= Data to process =
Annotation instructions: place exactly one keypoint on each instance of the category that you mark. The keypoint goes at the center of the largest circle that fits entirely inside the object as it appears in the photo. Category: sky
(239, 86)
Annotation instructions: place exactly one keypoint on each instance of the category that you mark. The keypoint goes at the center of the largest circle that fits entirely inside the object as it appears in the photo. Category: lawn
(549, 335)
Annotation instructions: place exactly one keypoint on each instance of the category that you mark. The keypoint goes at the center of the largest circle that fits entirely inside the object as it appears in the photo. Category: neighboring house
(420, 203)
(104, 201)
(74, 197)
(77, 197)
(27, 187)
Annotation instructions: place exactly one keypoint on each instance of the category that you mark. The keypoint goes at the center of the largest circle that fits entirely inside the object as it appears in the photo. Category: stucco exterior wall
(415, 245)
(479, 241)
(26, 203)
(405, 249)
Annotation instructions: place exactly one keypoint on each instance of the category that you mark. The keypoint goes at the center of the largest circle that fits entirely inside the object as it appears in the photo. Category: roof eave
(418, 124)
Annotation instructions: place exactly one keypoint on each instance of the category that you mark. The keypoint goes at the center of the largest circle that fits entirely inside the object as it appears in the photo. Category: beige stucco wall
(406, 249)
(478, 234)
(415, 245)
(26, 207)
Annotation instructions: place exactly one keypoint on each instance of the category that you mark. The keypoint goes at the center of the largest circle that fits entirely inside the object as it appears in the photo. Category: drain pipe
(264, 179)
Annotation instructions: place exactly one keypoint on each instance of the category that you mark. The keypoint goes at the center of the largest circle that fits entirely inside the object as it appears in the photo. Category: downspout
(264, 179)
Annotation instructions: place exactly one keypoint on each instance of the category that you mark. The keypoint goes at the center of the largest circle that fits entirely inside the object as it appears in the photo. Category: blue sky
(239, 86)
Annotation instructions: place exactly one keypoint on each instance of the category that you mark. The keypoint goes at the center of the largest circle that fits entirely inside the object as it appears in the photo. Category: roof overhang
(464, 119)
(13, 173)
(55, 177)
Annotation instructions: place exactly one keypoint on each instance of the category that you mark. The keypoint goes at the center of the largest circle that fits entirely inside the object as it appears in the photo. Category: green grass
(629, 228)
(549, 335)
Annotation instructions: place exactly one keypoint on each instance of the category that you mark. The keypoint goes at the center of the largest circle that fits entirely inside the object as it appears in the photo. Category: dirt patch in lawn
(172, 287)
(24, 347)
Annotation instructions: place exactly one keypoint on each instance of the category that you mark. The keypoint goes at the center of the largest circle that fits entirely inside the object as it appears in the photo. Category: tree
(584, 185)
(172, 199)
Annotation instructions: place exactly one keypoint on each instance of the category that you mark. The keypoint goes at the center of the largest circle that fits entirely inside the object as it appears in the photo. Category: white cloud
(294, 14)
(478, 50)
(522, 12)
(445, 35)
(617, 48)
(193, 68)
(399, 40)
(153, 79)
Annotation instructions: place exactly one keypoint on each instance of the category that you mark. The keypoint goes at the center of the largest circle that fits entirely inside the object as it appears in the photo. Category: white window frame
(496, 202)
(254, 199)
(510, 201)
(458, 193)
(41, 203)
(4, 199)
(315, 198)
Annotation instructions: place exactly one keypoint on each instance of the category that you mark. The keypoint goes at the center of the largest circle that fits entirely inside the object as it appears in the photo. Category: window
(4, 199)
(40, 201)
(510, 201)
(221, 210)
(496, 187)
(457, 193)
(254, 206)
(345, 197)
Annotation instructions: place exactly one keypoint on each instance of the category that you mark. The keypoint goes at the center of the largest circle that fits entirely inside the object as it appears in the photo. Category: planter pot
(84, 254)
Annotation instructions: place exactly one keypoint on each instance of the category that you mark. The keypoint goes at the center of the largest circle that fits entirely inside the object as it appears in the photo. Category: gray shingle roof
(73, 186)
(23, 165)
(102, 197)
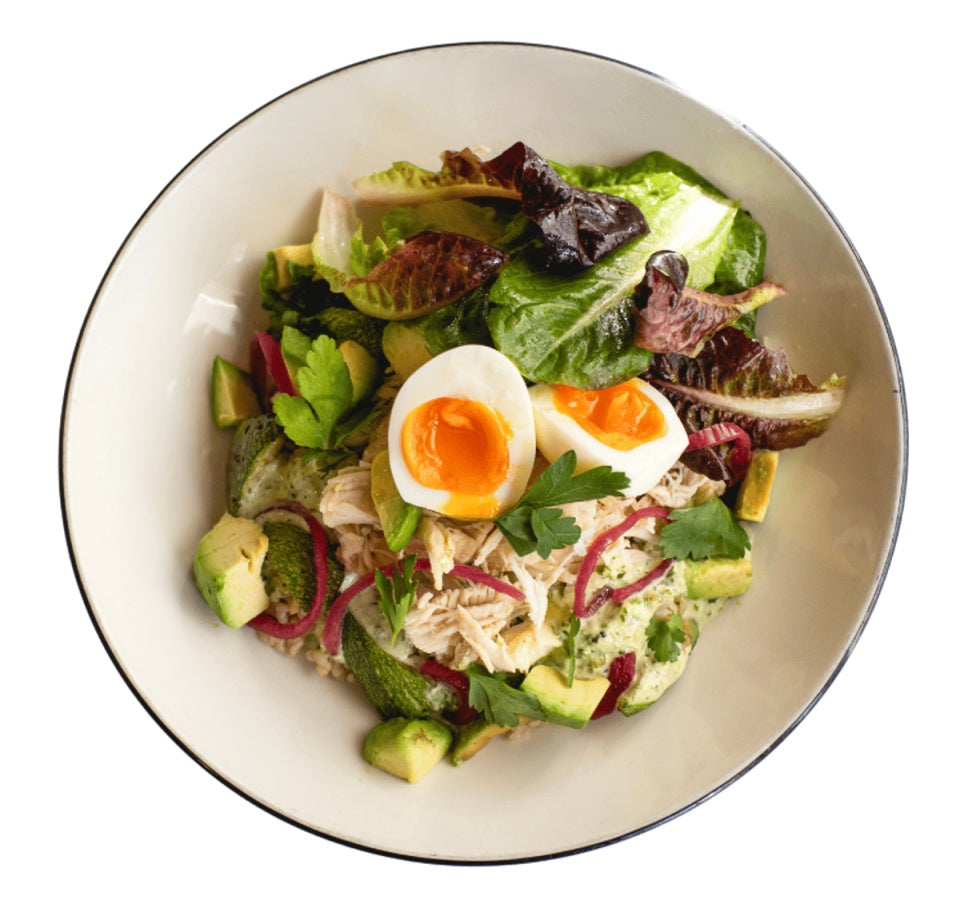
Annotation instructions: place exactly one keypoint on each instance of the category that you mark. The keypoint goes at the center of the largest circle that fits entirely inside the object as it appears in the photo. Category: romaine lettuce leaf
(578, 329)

* * *

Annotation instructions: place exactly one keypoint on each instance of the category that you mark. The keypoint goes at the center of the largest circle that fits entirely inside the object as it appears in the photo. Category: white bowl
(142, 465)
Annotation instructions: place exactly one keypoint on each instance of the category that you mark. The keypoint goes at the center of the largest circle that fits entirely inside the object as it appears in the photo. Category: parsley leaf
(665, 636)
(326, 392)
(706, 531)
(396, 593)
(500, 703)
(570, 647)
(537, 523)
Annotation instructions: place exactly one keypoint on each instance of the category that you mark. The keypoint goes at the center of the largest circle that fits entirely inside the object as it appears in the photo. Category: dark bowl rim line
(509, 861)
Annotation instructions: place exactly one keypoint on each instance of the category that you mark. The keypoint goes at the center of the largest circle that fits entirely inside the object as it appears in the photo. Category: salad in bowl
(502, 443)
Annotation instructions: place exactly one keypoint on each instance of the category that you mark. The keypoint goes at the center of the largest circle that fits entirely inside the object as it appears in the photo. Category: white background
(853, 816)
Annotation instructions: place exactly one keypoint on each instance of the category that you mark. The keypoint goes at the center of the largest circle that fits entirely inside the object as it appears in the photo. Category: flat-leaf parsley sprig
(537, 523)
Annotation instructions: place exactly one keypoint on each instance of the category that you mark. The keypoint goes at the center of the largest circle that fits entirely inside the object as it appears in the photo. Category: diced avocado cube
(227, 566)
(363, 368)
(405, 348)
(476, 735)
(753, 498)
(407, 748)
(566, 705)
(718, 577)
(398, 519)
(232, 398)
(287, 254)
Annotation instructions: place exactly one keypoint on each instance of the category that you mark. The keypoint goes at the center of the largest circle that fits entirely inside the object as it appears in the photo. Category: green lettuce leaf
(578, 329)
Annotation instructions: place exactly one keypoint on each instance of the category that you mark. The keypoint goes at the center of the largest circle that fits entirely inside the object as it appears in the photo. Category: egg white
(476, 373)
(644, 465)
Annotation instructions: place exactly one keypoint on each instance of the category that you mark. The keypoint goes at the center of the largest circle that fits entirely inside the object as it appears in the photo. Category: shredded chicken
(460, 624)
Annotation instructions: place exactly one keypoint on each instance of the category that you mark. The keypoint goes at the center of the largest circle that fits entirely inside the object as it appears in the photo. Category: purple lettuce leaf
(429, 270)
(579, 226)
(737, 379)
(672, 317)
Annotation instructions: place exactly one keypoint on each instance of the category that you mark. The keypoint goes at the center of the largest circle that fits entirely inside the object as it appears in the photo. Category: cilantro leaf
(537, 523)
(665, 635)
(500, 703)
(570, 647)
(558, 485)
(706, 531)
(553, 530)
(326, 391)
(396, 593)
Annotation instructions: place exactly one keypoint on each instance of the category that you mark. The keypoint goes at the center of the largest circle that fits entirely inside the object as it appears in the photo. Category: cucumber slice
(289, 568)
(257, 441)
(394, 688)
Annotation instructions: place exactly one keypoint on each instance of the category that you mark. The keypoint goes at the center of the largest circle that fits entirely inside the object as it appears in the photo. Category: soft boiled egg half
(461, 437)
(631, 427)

--

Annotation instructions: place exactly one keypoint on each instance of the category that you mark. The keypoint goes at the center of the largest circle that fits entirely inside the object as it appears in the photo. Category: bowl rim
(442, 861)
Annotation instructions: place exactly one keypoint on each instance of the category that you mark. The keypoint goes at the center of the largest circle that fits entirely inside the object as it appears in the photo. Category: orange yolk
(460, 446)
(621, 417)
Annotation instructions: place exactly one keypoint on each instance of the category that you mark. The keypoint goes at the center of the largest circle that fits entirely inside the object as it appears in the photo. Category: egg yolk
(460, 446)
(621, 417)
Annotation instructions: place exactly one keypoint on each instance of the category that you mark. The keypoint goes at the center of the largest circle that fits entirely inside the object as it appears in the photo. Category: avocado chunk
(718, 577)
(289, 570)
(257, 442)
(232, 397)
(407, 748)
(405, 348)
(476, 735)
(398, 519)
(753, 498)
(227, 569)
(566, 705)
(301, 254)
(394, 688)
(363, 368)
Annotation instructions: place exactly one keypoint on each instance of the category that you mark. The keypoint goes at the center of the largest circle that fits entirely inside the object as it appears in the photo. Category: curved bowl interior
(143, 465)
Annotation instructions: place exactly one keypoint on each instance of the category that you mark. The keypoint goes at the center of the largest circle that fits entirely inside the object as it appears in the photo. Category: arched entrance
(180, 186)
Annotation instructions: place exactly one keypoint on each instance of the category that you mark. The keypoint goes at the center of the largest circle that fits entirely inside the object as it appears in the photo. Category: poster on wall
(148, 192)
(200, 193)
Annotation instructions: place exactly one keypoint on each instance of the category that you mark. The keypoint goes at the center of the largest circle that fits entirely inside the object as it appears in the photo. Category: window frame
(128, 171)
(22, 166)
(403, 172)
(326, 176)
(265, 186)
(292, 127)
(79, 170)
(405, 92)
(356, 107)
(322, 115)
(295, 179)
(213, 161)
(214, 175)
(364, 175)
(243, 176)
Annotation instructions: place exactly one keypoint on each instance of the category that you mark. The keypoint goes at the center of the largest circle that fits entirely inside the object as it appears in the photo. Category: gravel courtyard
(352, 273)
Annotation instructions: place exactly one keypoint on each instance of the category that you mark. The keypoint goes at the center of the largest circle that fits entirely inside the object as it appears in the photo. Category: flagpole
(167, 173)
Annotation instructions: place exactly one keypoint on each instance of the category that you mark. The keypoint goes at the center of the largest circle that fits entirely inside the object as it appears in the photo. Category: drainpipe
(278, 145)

= Goal of the exercise =
Pull out every line in the records above that contains the string "green". The match is case-sensitive.

= Task response =
Annotation instructions: place exactly one keypoint on each instance of the category that you mark. The keypoint goes at the center of the largest circle that fits entirely inside the object as it appears in the photo. Category: green grass
Annotation instructions: place exactly one keypoint on each instance of the category that you mark. The keypoint goes at the center of the largest circle that fits entirely inside the object as it appears in the photo. Category: green lettuce leaf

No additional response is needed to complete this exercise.